>> BEGIN Document segment

= Will Hindle =

Will "William Mayo" Hindle (December 29, 1929 – April 7, 1987) was an independent American filmmaker of personal visual 16mm movies.

From 1958 to 1976, he made ten 16 mm motion pictures. He employed complex rear-projection rephotography, slow motion, and subtle tinting techniques in his work. His movies have been widely praised for their astonishing cinematic techniques and deep personal feeling.

==Biography==
Hindle was born in Shreveport, Louisiana on December 29, 1929 and later attended Burbank High School, San Francisco, CA and Stanford University, Palo Alto, CA.

He served two tours as a Sergeant in the United States Army Air Force. During the first tour, he worked on the U.S. edition of the Stars & Stripes and was given his own cartoon feature. The second tour, he served as the Editor of the North African edition. In between military tours, Will was employed by Walt Disney Studios and was, at that time, the youngest animator to have ever worked for the company.

Beginning in the late 1950s with Non-Catholicam and Pastorale d'Ete, he began crafting his uniquely beautiful cinematic motion pictures. He financed his personal work by making 150 short TV programs for CBS / Westinghouse which were all aired nationally on their PM West/PM East show. His major accomplishments include Chinese Firedrill, Watersmith, Billabong, Pasteur3,
29: 'Merci, Merci', and Saint Flournoy Lobos-Logos and the Eastern Europe Fetus Taxing Japan Brides in West Coast Places Sucking Alabama Air.

Hindle courted by the new University of South Florida in 1972. Their stated view of motion picture film as an art form and affirmations of the single author approach appealed to Will. He joined the faculty, teaching in Tampa until 1985.

During his lifetime, Hindle taught students about the basics of film making, art, and about life, producing a number of strong prot'eg'ees, including college professors, film artists/moving media artists, documentarians, script writers and fiction writers, along with artists in many other mediums.

>> END Document segment

### What you will do:
1. In the Will Hindle biography, what city and state was Hindle born in?
2. Please summarize the Will Hindle biography in two sentences.

>> BEGIN Data

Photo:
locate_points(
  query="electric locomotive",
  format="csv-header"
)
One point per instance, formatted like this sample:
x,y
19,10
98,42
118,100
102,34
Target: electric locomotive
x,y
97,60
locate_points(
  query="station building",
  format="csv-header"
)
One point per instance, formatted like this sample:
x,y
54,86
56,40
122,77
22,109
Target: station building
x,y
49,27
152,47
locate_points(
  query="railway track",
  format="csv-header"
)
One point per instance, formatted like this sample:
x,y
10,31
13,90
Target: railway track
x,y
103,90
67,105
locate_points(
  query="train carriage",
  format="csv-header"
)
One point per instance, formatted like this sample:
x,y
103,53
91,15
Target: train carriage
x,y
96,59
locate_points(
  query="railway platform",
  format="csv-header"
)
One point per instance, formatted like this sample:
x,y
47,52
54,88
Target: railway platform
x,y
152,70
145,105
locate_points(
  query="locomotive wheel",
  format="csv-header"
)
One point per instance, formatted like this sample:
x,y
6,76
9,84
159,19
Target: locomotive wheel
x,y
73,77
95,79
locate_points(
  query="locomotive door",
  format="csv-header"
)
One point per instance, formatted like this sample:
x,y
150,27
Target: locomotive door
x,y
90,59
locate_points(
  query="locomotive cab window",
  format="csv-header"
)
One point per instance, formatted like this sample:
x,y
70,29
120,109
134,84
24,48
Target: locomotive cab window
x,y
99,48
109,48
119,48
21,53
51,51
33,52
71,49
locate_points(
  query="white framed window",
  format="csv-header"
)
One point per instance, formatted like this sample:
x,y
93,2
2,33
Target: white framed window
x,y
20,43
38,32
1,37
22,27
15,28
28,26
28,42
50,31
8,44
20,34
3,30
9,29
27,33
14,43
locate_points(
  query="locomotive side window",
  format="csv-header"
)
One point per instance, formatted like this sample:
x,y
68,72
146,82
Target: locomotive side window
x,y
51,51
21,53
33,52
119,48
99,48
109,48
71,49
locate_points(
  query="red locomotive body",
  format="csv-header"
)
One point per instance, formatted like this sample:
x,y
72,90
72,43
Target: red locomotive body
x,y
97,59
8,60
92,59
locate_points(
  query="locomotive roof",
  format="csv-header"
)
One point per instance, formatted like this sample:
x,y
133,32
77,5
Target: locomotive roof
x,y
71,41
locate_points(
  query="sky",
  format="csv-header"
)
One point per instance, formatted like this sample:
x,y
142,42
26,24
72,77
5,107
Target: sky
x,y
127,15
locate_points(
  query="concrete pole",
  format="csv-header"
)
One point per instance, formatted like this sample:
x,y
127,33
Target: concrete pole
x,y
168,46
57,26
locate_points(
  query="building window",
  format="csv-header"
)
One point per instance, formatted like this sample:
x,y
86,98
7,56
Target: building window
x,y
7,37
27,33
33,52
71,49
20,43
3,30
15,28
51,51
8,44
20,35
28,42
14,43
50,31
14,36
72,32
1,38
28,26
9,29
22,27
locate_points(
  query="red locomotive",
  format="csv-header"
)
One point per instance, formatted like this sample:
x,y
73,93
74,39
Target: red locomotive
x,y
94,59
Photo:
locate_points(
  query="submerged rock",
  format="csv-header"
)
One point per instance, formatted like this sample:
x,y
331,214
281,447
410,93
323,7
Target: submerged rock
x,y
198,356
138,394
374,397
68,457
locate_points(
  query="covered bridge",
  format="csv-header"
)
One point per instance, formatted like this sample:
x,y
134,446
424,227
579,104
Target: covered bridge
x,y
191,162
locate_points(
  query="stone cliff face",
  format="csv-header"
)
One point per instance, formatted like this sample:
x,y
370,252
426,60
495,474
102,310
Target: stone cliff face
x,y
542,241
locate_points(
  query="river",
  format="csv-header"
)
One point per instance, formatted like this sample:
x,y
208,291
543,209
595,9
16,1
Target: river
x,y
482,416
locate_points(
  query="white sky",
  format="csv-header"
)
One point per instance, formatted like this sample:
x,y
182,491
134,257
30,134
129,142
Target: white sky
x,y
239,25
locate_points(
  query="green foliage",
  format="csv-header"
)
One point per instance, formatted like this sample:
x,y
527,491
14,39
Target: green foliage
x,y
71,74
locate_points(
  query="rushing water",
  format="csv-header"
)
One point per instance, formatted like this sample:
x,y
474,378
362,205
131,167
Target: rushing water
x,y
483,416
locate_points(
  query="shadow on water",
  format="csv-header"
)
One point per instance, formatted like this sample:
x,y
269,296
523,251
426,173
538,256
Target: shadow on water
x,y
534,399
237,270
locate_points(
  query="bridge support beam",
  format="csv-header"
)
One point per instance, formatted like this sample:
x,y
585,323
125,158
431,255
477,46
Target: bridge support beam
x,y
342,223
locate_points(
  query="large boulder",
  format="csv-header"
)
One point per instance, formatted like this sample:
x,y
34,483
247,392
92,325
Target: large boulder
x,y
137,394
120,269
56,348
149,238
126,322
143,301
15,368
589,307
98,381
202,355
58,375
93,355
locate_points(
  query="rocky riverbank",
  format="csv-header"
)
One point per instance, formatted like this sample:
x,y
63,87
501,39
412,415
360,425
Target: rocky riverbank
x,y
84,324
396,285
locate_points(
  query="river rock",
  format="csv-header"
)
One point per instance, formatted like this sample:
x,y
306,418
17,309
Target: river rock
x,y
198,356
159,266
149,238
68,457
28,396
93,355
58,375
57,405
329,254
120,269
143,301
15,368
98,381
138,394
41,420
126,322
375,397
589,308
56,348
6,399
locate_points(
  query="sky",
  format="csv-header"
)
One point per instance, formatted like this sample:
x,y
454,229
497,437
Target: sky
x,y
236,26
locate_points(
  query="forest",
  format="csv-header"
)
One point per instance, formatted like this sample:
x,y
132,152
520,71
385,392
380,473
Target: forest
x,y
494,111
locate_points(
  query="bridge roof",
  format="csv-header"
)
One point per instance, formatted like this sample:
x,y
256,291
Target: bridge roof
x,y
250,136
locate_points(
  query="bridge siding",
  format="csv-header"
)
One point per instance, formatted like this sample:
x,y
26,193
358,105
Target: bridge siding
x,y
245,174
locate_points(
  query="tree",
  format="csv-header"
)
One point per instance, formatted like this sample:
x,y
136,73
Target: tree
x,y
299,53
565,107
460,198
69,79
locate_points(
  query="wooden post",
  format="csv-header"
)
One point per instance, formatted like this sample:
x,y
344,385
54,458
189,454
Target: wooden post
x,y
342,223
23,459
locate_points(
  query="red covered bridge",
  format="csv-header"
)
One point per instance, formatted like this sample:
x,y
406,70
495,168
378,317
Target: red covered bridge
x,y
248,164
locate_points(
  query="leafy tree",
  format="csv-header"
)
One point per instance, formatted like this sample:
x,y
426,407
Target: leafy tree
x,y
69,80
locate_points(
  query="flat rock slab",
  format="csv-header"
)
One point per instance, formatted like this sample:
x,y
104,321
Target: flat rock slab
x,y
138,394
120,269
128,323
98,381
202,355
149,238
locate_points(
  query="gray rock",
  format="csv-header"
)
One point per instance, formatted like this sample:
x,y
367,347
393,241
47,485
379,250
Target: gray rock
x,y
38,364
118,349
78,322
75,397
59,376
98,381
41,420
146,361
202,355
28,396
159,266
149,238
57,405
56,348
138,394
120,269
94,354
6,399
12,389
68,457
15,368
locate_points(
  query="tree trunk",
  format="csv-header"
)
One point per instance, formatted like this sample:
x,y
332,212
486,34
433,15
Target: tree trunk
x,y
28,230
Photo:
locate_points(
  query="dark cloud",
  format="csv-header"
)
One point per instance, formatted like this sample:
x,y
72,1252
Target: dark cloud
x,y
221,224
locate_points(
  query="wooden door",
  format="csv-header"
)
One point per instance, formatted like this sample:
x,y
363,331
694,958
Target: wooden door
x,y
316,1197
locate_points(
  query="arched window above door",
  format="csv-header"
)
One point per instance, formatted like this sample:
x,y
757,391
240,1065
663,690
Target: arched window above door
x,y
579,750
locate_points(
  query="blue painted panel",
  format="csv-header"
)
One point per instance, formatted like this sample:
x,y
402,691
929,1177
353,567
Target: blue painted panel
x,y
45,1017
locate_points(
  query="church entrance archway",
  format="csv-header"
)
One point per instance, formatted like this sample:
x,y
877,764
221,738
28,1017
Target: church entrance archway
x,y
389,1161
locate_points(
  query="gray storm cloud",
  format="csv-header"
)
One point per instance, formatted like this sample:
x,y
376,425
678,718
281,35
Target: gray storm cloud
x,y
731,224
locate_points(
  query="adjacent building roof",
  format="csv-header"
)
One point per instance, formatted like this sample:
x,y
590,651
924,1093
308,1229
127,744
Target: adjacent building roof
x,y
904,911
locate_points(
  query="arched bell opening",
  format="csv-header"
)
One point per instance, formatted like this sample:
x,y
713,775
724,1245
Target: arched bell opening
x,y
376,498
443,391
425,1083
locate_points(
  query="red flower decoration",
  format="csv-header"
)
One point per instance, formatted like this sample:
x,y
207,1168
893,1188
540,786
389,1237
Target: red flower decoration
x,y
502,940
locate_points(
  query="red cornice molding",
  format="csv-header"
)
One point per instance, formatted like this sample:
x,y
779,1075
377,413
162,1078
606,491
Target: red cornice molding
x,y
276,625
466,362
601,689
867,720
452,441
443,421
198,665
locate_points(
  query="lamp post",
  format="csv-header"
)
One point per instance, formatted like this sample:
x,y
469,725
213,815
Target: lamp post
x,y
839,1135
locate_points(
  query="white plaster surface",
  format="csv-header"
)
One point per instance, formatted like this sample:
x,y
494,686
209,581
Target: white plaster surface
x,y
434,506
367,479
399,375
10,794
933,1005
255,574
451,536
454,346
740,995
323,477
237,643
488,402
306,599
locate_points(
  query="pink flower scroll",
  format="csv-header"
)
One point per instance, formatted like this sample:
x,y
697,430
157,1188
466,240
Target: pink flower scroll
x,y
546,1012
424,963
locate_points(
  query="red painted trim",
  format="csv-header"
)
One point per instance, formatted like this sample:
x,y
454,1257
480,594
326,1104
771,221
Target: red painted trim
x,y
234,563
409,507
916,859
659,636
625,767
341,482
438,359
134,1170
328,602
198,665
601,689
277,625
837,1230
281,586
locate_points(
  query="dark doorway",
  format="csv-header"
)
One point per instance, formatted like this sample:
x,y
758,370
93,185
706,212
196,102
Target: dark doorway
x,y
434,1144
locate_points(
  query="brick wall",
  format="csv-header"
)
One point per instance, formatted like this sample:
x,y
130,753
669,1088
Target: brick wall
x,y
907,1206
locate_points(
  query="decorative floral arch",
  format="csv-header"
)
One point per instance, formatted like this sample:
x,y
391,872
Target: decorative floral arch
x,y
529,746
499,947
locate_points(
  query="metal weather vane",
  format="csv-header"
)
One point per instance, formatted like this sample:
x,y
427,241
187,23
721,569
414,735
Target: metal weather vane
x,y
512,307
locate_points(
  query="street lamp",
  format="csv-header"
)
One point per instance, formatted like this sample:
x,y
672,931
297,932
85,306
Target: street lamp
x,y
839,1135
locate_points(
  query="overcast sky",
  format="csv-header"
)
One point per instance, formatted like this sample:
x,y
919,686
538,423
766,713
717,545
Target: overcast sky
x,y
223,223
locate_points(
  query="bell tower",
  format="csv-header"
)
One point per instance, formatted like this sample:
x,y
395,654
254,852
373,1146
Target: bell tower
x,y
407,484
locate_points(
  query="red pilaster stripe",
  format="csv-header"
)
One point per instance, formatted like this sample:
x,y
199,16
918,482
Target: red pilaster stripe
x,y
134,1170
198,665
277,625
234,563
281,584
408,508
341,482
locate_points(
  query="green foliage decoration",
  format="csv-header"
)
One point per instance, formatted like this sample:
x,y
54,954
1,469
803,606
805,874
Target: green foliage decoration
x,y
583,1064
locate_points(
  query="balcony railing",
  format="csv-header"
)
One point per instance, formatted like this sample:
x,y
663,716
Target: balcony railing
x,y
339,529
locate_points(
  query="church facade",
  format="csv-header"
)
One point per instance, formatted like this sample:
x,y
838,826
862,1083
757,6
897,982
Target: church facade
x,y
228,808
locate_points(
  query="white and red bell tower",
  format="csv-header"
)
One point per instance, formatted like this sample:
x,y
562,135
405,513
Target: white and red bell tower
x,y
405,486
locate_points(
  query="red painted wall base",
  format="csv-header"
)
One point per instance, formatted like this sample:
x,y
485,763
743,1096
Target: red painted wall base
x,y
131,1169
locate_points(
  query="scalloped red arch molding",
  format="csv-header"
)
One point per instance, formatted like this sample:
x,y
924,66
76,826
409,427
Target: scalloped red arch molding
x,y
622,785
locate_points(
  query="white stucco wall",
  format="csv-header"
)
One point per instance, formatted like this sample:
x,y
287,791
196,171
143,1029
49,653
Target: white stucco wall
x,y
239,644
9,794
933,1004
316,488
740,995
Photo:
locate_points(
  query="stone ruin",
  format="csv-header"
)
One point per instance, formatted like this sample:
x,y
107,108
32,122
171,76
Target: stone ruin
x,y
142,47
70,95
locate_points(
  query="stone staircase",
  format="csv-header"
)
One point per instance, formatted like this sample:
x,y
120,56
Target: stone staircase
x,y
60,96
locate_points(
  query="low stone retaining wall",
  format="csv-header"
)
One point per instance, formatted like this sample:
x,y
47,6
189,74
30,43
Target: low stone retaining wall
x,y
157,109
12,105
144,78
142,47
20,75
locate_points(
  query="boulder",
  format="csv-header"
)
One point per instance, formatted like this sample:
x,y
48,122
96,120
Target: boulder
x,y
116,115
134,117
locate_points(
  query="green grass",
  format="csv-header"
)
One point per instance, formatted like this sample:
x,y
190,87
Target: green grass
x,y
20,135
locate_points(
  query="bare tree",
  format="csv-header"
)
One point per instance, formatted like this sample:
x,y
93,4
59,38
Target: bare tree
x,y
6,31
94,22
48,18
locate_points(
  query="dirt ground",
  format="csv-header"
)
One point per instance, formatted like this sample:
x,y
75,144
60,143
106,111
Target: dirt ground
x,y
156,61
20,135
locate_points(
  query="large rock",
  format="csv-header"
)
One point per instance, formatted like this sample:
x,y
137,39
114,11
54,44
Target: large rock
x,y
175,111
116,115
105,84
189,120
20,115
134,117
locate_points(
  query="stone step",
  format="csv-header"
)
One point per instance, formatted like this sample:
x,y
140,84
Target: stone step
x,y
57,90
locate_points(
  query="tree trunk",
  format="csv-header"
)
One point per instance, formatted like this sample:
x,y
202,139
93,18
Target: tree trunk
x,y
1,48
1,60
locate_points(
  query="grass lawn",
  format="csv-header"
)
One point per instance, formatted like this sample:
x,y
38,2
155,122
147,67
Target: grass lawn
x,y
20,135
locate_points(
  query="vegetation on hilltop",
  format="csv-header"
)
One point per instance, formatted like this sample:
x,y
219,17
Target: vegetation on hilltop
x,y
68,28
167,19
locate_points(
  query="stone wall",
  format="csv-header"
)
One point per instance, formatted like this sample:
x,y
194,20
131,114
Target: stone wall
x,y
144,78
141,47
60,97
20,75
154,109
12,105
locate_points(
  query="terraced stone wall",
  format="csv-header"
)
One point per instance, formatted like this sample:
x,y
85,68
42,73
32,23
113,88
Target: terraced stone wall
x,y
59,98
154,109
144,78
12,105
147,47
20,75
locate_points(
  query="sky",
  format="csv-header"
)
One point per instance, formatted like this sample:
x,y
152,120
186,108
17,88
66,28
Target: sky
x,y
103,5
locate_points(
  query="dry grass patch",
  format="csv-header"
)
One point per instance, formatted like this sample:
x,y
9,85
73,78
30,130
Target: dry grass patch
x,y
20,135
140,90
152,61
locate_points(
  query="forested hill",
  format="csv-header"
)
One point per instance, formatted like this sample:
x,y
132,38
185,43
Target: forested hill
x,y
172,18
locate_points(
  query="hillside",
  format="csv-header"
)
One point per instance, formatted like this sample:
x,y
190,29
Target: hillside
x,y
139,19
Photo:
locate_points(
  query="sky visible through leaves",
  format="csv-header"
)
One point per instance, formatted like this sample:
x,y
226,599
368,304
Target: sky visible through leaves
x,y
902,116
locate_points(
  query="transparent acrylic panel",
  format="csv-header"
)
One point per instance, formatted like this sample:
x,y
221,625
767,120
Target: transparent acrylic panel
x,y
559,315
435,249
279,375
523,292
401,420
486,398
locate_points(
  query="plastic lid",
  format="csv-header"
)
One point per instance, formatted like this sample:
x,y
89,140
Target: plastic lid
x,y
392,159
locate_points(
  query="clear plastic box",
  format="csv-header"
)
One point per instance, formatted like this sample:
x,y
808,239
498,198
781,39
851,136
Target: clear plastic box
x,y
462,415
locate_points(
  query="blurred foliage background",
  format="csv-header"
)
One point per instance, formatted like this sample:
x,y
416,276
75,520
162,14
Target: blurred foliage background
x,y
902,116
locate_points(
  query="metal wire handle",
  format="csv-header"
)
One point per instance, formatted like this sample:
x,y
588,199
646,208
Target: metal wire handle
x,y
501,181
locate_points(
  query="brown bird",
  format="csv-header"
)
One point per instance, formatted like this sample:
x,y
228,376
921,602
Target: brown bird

>> END Data

### Expected responses:
1. Shreveport, Louisiana.

2. Will Hindle (1929–1987) was an independent American filmmaker who made ten 16 mm motion pictures between 1958 and 1976, using rear-projection rephotography, slow motion, and subtle tinting. He served two tours in the United States Army Air Force, worked for Walt Disney Studios between those tours, and taught on the University of South Florida faculty in Tampa until 1985.